Bring together all lines of the material below that contain the string "flame".

**** DATA IN THIS EXERCISE ****

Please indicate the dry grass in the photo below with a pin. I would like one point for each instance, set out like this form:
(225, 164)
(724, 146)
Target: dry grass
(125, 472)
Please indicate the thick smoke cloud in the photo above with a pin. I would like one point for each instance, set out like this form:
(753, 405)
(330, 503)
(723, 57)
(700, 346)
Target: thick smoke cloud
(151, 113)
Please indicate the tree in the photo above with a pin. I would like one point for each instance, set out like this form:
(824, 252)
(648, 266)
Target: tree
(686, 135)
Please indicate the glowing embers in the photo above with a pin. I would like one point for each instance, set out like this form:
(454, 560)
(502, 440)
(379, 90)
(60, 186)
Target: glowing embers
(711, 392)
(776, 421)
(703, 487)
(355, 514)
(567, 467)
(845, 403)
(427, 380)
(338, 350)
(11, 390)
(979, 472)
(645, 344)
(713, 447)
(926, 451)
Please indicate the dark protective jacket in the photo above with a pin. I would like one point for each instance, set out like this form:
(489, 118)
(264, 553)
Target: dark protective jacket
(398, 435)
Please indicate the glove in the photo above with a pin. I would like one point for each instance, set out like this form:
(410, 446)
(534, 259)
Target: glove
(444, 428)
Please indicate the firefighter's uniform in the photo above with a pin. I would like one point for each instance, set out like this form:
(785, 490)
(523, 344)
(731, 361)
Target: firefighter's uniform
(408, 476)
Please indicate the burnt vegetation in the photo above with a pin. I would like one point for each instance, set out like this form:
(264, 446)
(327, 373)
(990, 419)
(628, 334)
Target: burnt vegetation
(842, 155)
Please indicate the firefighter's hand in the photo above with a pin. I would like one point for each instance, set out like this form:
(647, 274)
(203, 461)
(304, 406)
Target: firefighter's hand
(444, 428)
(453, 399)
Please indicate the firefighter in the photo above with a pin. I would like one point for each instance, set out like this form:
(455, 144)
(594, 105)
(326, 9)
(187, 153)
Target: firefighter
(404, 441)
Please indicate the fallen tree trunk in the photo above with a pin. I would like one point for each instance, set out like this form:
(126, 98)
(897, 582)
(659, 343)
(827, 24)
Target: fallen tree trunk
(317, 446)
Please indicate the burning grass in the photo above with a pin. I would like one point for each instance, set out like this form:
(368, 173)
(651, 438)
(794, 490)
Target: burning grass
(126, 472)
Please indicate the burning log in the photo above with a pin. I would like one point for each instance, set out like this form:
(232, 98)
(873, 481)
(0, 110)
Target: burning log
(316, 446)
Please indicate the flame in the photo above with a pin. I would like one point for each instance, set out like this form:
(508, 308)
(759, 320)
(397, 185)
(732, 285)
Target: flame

****

_TASK OUTPUT:_
Please indicate the flame in the photo above with a pin. I would like one point for each instance, set out like this form:
Target: flame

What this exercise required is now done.